Text shown =

⟨

The festive season is hands down my favorite time of the year. I’m sure many share this sentiment, but for me, it’s mostly because there is no place like home during December, more specifically the 031 – nothing but vibes. It’s a time for special family memories, decorating, social gatherings, and of course – good food. Or at least that is what the holiday season is associated with, giving, relaxing, and recuperating.
I would hope that after this holiday season people feel recharged, but for many, the pressure of fulfilling and living up to these ‘expectations’ is a nightmare that is finally over.
The shared consensus in preparation for the holiday season is perfection and nothing less. People are committed to having a special magical time, and that desire can lead to disappointment. We expect everyone will be happy over this time, being anything but that is frowned upon. Many feel judged for feeling lonely during a time that values togetherness. A period in the year where the only emotion one should be experiencing is pure bliss. However, this isn’t the case for many. It’s the exact opposite.

⟩

Given data =
⟨

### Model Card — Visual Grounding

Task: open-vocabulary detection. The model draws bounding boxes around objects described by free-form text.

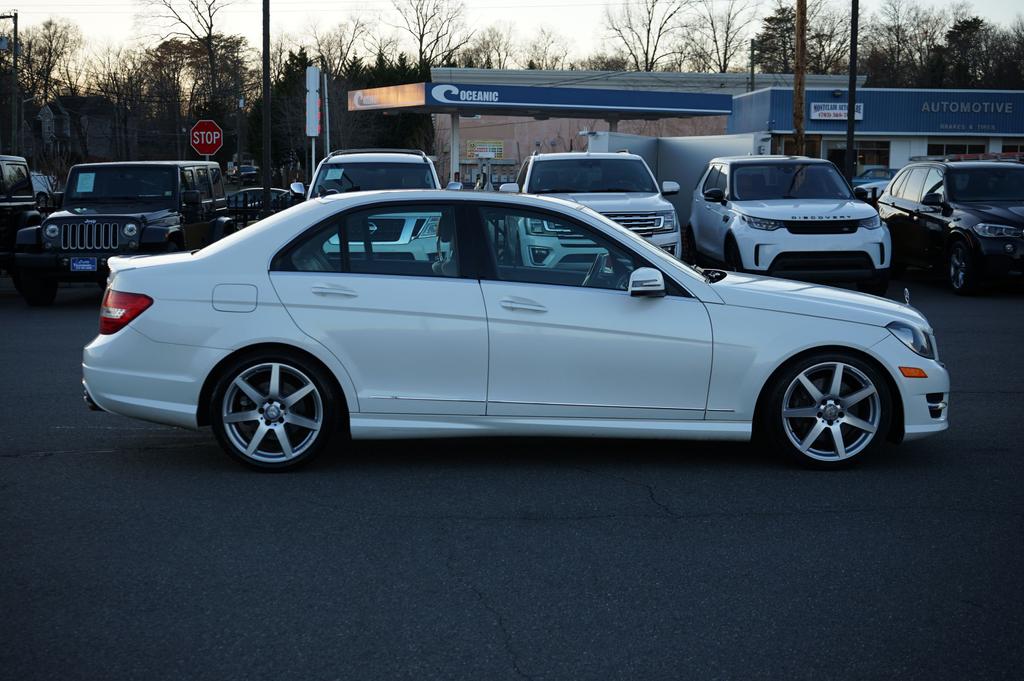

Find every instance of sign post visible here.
[188,120,224,161]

⟩

Jobs =
1. In the text on the festive season, why does the writer call it a favorite time of year? Answer in one to three sentences.
2. From the text on the festive season, list every activity or thing the first paragraph links with the holiday season.

Solutions for each task =
1. The writer says it is mostly because there is no place like home during December, specifically the 031, which the writer sums up as "nothing but vibes."

2.
- Special family memories
- Decorating
- Social gatherings
- Good food
- Giving
- Relaxing
- Recuperating